What is needed :: Write out the lines below once more, exactly as they appear. Do not include pictures.
*** Opening Dataset extract ***
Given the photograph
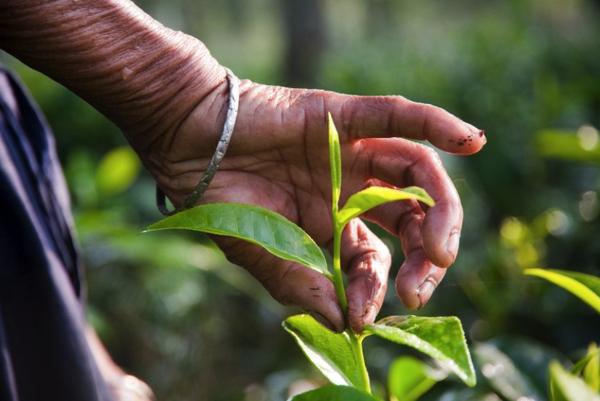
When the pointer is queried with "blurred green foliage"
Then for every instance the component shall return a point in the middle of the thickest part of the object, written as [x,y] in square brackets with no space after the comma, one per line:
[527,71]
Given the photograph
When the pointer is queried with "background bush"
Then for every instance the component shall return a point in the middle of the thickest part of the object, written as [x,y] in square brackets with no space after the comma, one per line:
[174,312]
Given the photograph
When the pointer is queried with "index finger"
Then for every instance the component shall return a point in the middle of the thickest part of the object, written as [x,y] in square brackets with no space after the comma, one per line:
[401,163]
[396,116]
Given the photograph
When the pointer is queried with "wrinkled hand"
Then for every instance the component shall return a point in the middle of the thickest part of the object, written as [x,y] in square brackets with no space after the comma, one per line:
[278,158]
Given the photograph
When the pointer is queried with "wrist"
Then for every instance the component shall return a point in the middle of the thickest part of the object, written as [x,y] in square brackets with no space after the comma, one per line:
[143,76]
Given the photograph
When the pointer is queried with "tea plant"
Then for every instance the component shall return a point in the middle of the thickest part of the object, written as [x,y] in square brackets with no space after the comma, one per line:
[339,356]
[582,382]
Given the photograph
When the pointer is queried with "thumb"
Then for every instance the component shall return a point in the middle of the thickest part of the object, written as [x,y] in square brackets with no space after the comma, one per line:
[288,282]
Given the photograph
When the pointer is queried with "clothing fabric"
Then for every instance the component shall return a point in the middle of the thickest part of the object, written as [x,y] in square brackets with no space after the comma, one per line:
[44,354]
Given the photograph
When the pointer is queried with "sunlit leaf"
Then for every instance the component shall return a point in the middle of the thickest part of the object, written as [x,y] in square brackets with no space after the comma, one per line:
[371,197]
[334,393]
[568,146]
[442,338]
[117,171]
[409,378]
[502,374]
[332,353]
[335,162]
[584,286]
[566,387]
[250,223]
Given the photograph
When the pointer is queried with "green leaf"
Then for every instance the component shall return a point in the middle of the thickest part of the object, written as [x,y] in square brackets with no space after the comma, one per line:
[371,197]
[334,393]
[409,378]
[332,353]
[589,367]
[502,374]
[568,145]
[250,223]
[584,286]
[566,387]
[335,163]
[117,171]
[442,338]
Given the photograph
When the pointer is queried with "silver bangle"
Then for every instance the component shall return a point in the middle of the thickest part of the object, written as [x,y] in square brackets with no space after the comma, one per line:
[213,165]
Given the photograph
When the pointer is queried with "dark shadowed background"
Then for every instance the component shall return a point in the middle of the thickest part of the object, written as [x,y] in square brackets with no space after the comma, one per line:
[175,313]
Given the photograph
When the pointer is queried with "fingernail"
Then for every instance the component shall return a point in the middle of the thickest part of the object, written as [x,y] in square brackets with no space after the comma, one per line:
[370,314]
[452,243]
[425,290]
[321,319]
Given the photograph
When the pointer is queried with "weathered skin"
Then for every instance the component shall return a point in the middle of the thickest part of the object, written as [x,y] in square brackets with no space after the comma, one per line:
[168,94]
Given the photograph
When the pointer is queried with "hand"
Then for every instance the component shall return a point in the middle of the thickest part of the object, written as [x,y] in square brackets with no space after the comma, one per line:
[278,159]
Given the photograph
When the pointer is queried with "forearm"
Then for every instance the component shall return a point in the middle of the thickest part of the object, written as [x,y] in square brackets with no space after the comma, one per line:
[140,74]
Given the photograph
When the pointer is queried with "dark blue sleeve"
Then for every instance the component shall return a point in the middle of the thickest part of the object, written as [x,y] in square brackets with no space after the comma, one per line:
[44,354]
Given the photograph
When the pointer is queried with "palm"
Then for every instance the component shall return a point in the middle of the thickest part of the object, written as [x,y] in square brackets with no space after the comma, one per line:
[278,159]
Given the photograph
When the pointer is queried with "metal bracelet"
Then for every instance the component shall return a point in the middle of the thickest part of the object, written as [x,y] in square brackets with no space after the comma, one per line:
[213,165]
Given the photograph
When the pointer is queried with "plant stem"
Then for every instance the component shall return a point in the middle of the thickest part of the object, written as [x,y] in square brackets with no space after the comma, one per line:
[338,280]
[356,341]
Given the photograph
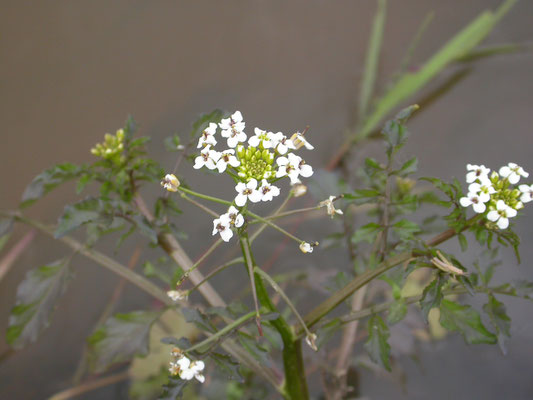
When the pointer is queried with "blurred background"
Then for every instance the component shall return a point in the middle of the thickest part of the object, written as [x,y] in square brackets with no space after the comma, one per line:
*** Closing Dataset extract ***
The answer ::
Given the photograph
When the pointer is queried with "blurred green foliage"
Then for every instance the component shall return a point in the middle of the thickest part of the object, written as [x,y] in square brackets with no space after the comma, one per line:
[527,71]
Given the photograph
When the pointer is queried with "background bush"
Then for every instance the component shall return a point in the middle of the thickest part of the object, written as [x,y] in square brackets with no space after the comma, one per line:
[174,312]
Given the photograph
When the pointer is queried with "index finger"
Then for every instance the component shall return a point in the middle of the thickest part of the object, written as [x,y] in square brackets with no space after the comma, one per line:
[401,163]
[396,116]
Given the photograph
When the pointer is queried with "wrinkled hand"
Then for every instance the component shall return a point in the middle of the thickest part of the object, written as [x,y] in square brackets with no space after the comma, one per line:
[278,158]
Given the photograph
When the pointer is queried with "wrist"
Then for every instance the component shall return a point in the middle of the thickest part of the object, written as [x,y] in square brackets with no space after the comma, one per line:
[143,76]
Given the photograph
When the pointer is queried with "tea plant"
Then for every instance the component shall return a point in the middle of the thickest part of the object, written as [x,y] in square brackets with no space after the comma, one per line:
[339,356]
[582,382]
Given the photograph
When the pointer is queried with "thumb"
Then for every instance the component shall return a point in the middle of the thickest part of the object, written as [x,y] in square brackets with no space after the comma, one per line:
[288,282]
Given the photograph
When the pointer is queried with "clothing fabric"
Then for every instance the component shall return a point in the middle of the thickest part of the object, written as [x,y] in square brackets with no space after the comma, one per line:
[44,354]
Given the photograph
When the pointer is queried with "sunlit leaf"
Then for every instance the component shall return a point in the middle of the thickest part of the object, written as [x,y] in square brackets with no space after the comma, one per line:
[371,197]
[334,393]
[568,146]
[442,338]
[117,171]
[409,378]
[502,374]
[332,353]
[335,162]
[584,286]
[566,387]
[250,223]
Given the photograph
When the pointer is queried with "green leaf"
Then for every instance the component shall return a point in the middle of the thickest part of the object, written as [x,y] in square brackets with no space after the comma, one per line:
[371,197]
[334,393]
[409,378]
[332,353]
[589,367]
[502,374]
[568,145]
[250,223]
[584,286]
[566,387]
[335,163]
[117,171]
[442,338]
Given the photograph
When the pointer is queried with "silver bangle"
Then for every instance the component shall return a point in the middle of the thickest part of the object, written as [x,y] in square brackets with no space after the comma, one per line:
[213,165]
Given the photograph
When the pointer is queried with "dark shadowed background"
Then for every instance the component shall return a point in the middle of the thickest part of the object, written as [x,y] in square brackets with no space after the comma, one per line:
[175,313]
Given the photograph
When the pointer is queried with "fingernail"
Then for every instance the component shall return a point in the middle of the thickest part of the object, written as [x,y] in square brackets with no space after the comma, one per line:
[370,314]
[452,243]
[425,290]
[321,319]
Given the photograph
When the pointer is queried with "weathered skin"
Then for every instance the component shall return a point in the middle of the thickest part of the object, written as [x,y] in square brackets with no space after the comma, one per line:
[168,94]
Given the photograph
When the pointer is queried with "hand"
Then for every instance the component shall return a point in the middle of the thickest part of the object, written as [x,y] in square brackets with no space after the comma, one per line:
[278,159]
Given the photograph
When the pointer is queried with "forearm"
Then for every instance the component shall return a point in the middle of the thickest part of the object, written as [x,y] in square brackets with no space after the comma, one per line:
[140,74]
Given the photograph
When the pointer is queried with "dark blue sleeve"
Then for every instance the component shall return a point in the middle of the thickest part of the object, written as [x,y] in square brackets with no space after the comma, one per line:
[44,354]
Given the photograph
When the pointer is queried with "palm"
Then for every instance the component shall return a point in the middle of the thickest part of the object, written as [x,y] in square brackets with no space after the comma, one per line:
[278,159]
Given the photograph
When the pointer is queried with "metal bracelet"
Then for every instance the component shall return a point in the middle of the thickest part of the object, written as [x,y] in square brackets with no space after the comma, one per line:
[213,165]
Given the photograph
When the pointer is queried with "plant stem"
Then for every instance the component shall return a point in the middle of the thickest part of the object, written as [x,y] in square brackets with no space after the comma, one per line:
[338,280]
[356,341]
Given the photograph
When the pointer is queried with "blurred background"
Then for every instance the component shall return a point in the middle of the thickest part of the object, written as [x,y] in square brackets with no space after the comma, one per line:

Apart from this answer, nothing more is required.